(Dataset entries)
#####

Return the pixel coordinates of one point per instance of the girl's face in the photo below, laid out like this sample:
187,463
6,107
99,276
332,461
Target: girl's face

#####

Description of the task
Set down each entry exactly as it appears above.

Exercise result
Return the pixel coordinates of one point per instance of the girl's face in the photo below, laid out like this sample:
187,463
6,107
99,276
332,461
Target: girl's face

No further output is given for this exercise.